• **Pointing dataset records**
————————

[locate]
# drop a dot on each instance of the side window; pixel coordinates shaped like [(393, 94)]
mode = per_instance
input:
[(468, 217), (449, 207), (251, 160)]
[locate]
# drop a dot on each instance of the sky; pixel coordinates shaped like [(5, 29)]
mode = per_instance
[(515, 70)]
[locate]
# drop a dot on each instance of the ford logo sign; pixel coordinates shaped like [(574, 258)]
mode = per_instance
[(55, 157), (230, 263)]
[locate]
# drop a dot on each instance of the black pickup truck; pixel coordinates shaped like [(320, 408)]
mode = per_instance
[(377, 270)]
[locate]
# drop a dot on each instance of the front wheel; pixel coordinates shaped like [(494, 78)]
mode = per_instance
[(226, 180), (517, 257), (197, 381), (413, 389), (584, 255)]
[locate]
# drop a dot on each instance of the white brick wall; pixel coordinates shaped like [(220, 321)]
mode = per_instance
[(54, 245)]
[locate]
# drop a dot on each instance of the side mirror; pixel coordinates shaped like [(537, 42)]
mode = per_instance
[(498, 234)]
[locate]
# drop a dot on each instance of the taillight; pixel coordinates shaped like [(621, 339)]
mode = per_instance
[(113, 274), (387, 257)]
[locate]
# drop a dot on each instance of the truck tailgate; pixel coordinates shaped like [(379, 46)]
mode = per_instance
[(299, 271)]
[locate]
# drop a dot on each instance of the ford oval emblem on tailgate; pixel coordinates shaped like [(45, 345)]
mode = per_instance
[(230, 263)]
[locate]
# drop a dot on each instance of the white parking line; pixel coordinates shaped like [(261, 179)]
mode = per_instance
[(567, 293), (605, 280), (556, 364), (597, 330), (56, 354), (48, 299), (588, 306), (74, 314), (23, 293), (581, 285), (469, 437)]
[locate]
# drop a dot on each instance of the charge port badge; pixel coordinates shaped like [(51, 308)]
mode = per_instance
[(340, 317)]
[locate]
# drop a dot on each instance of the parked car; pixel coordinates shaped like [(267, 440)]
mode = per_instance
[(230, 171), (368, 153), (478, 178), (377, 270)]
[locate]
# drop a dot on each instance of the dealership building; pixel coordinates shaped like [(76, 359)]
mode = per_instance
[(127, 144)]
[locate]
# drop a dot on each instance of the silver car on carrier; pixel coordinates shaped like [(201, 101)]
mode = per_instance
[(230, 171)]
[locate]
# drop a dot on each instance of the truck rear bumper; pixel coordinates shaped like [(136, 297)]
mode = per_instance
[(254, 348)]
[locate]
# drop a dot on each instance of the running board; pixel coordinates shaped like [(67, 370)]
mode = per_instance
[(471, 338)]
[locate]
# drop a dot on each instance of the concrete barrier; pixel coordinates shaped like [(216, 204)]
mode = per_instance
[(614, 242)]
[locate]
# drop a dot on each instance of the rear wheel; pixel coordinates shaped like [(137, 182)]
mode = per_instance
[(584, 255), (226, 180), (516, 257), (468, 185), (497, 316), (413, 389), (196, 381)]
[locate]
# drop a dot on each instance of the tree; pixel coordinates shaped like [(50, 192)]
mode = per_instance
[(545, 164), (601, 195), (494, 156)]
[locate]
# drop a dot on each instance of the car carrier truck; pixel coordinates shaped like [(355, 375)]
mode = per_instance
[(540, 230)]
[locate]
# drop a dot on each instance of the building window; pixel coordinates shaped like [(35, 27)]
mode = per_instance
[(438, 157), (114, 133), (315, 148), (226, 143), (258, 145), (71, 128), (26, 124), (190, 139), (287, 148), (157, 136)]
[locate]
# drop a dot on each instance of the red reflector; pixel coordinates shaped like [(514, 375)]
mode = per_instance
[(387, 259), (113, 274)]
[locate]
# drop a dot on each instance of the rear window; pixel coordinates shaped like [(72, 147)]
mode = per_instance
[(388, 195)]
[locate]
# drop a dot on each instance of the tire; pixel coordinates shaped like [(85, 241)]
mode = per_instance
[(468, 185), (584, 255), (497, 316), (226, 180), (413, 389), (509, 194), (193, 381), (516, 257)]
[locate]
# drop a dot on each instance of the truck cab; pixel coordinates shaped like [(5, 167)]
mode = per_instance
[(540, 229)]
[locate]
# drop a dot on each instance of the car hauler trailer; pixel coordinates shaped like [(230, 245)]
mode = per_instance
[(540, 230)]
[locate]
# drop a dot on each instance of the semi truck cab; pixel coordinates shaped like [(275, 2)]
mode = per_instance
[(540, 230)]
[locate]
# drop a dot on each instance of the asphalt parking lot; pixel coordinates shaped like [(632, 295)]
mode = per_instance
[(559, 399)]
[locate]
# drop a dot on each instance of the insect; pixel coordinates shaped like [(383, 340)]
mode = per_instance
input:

————————

Copy out the full listing exactly.

[locate]
# drop a dot on each instance of the side window; pixel coordinates shaped like [(393, 94)]
mode = per_instance
input:
[(468, 217), (449, 207), (251, 160)]
[locate]
# drop a dot on each instance of the sky; pixel coordinates shaped like [(5, 29)]
mode = per_instance
[(515, 70)]
[locate]
# drop a dot on each instance of the ford logo sign; pixel coordinates shaped like [(574, 258)]
mode = per_instance
[(55, 157), (230, 263)]
[locate]
# drop a dot on each instance of the black pickup truck; pixel coordinates shaped like [(320, 408)]
mode = per_instance
[(377, 270)]
[locate]
# drop a dot on each instance of the front wheel; pixel coordinates shaped like [(494, 78)]
mode = per_instance
[(226, 180), (517, 257), (197, 381), (413, 389), (584, 255)]
[locate]
# drop a dot on each instance of the white brick wall; pixel coordinates shaped like [(220, 321)]
mode = per_instance
[(54, 245)]
[locate]
# drop a dot on each instance of the side mirror; pixel coordinates shaped like [(537, 42)]
mode = per_instance
[(498, 234)]
[locate]
# drop a dot on each instance of the taillight; pixel coordinates shaped like [(621, 339)]
mode = per_instance
[(113, 274), (387, 257)]
[locate]
# drop a dot on each instance of the truck tailgate; pixel coordinates shaped like [(379, 46)]
mode = per_instance
[(299, 271)]
[locate]
# drop a dot on each instance of the ford oval emblem on tailgate; pixel coordinates shaped like [(45, 345)]
mode = per_instance
[(230, 263)]
[locate]
# drop a dot on each instance of the white parking line; pixel coordinates shaped like [(261, 179)]
mode = per_instance
[(567, 293), (605, 280), (556, 364), (597, 330), (56, 354), (48, 299), (588, 306), (74, 314), (23, 293), (581, 285), (469, 437)]
[locate]
# drop a dot on each instance of the charge port badge; pixel coordinates shaped like [(51, 308)]
mode = per_instance
[(340, 317)]
[locate]
# drop a dot on each instance of the parked car; pixel coordinates shaped like [(267, 440)]
mode = per_instance
[(230, 171), (368, 153), (478, 178), (377, 270)]
[locate]
# drop a dot on each instance of the dealership building; pixel coordinates shaped like [(76, 359)]
mode = per_instance
[(127, 144)]
[locate]
# drop a dot on each instance of the silver car on carrier; pixel coordinates shaped like [(201, 101)]
mode = per_instance
[(230, 171)]
[locate]
# drop a dot on each instance of the truck rear bumper; pixel coordinates shaped like [(136, 297)]
mode = per_instance
[(254, 348)]
[locate]
# drop a dot on each instance of the running board; pixel coordinates shaped like [(67, 370)]
mode = per_instance
[(471, 338)]
[locate]
# drop a dot on each instance of the concrete barrier; pixel coordinates shaped like [(216, 204)]
mode = per_instance
[(614, 242)]
[locate]
# drop a dot on each instance of the rear wheel; pixel coordinates shaped like [(137, 182)]
mode = per_instance
[(584, 255), (226, 180), (516, 257), (468, 185), (497, 316), (413, 389), (196, 381)]
[locate]
# drop a dot on each instance of the tree; pixel coordinates shaped like [(50, 192)]
mode = per_instance
[(545, 164), (601, 195), (494, 156)]
[locate]
# drop a dot on each instance of the car carrier truck; pixel coordinates shaped like [(355, 375)]
mode = per_instance
[(540, 230)]
[locate]
# drop a dot on each instance of the building window; pixel coordinates shaped like [(35, 27)]
mode = per_instance
[(438, 157), (114, 133), (315, 148), (226, 143), (258, 145), (71, 128), (26, 124), (190, 139), (287, 148), (157, 136)]
[locate]
# drop a dot on each instance of the red reflector; pixel coordinates shaped like [(514, 375)]
mode = per_instance
[(387, 259), (113, 274)]
[locate]
# drop a dot on each instance of the rear window; pixel coordinates shaped like [(72, 147)]
mode = per_instance
[(388, 195)]
[locate]
# drop a dot on each instance of the tire; pixel coordinates shaped like [(85, 241)]
mode = per_instance
[(468, 185), (584, 255), (497, 316), (226, 180), (413, 389), (509, 194), (193, 381), (516, 257)]
[locate]
# drop a dot on each instance of the truck cab; pixel coordinates shaped like [(5, 167)]
mode = per_instance
[(540, 229)]
[locate]
# drop a dot on each instance of the car hauler trailer; pixel coordinates shaped like [(230, 245)]
mode = per_instance
[(540, 230)]
[locate]
# drop a dot on each instance of the semi truck cab; pixel coordinates shaped like [(275, 2)]
mode = per_instance
[(540, 230)]
[locate]
# drop a dot on each instance of the asphalt parking lot; pixel coordinates shaped like [(632, 295)]
mode = per_instance
[(559, 399)]
[locate]
# drop a dot on each instance of the insect; pixel coordinates shaped like [(383, 340)]
mode = per_instance
input:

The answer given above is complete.